Il n'y a place, ni banc privilégié meilleur ou plus élevé, pour personne. Orateur, amin, président d'âge ou de choix, citoyens, tous égaux, tous se tiennent là pèle-mêle, assis sans ordre. Les dalles des bancs sont polies par l'usage et marquées en tous sens d'incisions au couteau; comme dans nos salles de séances publiques ou d'études, les tables sont incisées au canif et les bancs lustrés par les stations des députés passagers. A regarder un instant cette salle, et sur tout ces pierres nues, usées, vieillies en leur place, comme des marches d'église, on devine que des générations ont dû venir là l'une après l'autre, avec mêmes mœurs, s'assembler, s'asseoir, discuter et se remplacer sans changements.
Étrange peuple, qui a vu dans la plaine, à ses pieds, des civilisations entières se succéder, et qui les a toutes repoussées pour garder plus précieusement sa liberté sauvage ! Étrange peuple, vieux comme le monde, et cependant resté jeune à travers sa vieillesse !
A part la mosquée et la djemma, on ne trouve dans les villages kabyles ni monuments, ni promenades, ni jardins, ni maisons de plaisirs communs. La vie de famille a seule, avec la réunion religieuse ou politique, droit d'asile dans les murailles de la bourgade.
★ ★ ★ ★
DÉFI: Imprimez en entier le passage sur la djemma des villages kabyles, sans y changer un seul mot. Le matériel qui suit provient d'une autre source.
★ ★ ★ ★
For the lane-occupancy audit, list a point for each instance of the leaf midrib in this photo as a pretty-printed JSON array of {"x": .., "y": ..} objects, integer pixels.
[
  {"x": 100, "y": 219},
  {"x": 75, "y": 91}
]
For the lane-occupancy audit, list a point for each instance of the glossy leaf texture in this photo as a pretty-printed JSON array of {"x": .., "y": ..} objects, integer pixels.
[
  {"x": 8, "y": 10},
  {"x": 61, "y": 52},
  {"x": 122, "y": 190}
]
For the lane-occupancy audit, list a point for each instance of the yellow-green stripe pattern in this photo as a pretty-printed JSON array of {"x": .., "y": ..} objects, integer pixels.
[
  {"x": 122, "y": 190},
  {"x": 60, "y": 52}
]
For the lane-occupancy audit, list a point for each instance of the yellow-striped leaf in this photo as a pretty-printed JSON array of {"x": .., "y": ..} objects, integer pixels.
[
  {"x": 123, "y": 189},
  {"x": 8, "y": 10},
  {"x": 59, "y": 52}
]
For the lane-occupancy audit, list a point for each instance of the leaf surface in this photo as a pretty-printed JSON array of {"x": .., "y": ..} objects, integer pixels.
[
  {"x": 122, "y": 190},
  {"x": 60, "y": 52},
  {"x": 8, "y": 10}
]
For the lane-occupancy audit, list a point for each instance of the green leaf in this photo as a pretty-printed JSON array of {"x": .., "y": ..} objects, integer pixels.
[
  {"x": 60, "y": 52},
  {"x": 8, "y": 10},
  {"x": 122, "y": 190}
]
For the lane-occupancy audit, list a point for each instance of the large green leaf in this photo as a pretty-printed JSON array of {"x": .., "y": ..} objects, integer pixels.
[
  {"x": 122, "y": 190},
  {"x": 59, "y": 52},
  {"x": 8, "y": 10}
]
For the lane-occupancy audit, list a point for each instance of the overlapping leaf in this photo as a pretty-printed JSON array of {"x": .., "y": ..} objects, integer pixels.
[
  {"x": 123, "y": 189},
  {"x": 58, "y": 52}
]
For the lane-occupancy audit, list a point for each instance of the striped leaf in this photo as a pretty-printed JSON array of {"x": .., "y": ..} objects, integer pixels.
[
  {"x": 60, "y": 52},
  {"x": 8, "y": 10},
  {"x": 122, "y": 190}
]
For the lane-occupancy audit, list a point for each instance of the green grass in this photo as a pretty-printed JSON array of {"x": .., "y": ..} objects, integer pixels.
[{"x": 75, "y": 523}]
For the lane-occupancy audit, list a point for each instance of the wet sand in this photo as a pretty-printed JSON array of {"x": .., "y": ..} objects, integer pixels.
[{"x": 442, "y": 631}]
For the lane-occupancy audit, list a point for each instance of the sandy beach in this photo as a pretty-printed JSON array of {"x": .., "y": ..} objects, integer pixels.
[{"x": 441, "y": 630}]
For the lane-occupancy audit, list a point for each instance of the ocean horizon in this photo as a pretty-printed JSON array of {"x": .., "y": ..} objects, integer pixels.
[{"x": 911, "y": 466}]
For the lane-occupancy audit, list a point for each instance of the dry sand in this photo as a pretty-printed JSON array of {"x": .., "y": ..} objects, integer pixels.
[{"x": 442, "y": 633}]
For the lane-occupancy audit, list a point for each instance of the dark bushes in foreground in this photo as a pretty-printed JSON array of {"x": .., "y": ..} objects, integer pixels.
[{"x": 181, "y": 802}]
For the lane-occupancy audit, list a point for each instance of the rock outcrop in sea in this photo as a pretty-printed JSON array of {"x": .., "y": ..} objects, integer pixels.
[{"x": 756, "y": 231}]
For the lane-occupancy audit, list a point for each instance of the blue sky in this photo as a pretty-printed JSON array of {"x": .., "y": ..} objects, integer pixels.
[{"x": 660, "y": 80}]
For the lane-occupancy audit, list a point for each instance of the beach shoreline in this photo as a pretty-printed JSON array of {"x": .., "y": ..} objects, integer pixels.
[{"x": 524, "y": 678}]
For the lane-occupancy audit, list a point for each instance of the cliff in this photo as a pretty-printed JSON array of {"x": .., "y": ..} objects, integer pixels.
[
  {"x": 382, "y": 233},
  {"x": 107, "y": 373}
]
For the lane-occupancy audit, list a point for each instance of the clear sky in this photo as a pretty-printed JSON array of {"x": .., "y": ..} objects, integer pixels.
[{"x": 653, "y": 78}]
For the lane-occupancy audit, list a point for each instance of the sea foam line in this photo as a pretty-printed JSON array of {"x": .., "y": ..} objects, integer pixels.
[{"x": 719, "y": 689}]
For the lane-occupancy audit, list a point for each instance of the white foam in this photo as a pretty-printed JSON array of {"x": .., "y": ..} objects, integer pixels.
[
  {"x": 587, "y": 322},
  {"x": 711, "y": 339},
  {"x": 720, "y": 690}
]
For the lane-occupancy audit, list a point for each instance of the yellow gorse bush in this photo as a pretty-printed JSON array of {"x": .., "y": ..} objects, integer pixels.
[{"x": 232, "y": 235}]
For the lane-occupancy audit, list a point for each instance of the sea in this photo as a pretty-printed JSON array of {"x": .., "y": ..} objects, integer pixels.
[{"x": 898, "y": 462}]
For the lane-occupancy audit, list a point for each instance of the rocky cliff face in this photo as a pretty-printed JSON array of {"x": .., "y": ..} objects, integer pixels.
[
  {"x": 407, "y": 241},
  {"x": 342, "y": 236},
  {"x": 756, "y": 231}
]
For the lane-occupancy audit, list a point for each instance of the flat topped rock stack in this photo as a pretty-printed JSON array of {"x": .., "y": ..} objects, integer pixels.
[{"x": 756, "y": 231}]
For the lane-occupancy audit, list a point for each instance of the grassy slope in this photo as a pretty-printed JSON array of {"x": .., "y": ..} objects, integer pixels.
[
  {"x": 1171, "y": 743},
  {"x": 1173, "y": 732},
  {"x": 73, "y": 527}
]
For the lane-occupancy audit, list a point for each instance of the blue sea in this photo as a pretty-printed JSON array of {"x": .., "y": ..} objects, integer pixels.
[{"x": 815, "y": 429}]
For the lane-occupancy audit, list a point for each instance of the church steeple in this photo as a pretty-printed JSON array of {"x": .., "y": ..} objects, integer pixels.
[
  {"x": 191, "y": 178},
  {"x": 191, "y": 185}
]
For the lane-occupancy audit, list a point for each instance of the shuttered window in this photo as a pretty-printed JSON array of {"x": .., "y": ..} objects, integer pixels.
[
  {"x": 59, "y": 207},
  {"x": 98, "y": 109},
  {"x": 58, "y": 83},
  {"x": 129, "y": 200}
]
★ ★ ★ ★
RÉPONSE ÉCRITE:
Il n'y a place, ni banc privilégié meilleur ou plus élevé, pour personne. Orateur, amin, président d'âge ou de choix, citoyens, tous égaux, tous se tiennent là pèle-mêle, assis sans ordre. Les dalles des bancs sont polies par l'usage et marquées en tous sens d'incisions au couteau; comme dans nos salles de séances publiques ou d'études, les tables sont incisées au canif et les bancs lustrés par les stations des députés passagers. A regarder un instant cette salle, et sur tout ces pierres nues, usées, vieillies en leur place, comme des marches d'église, on devine que des générations ont dû venir là l'une après l'autre, avec mêmes mœurs, s'assembler, s'asseoir, discuter et se remplacer sans changements.
Étrange peuple, qui a vu dans la plaine, à ses pieds, des civilisations entières se succéder, et qui les a toutes repoussées pour garder plus précieusement sa liberté sauvage ! Étrange peuple, vieux comme le monde, et cependant resté jeune à travers sa vieillesse !
A part la mosquée et la djemma, on ne trouve dans les villages kabyles ni monuments, ni promenades, ni jardins, ni maisons de plaisirs communs. La vie de famille a seule, avec la réunion religieuse ou politique, droit d'asile dans les murailles de la bourgade.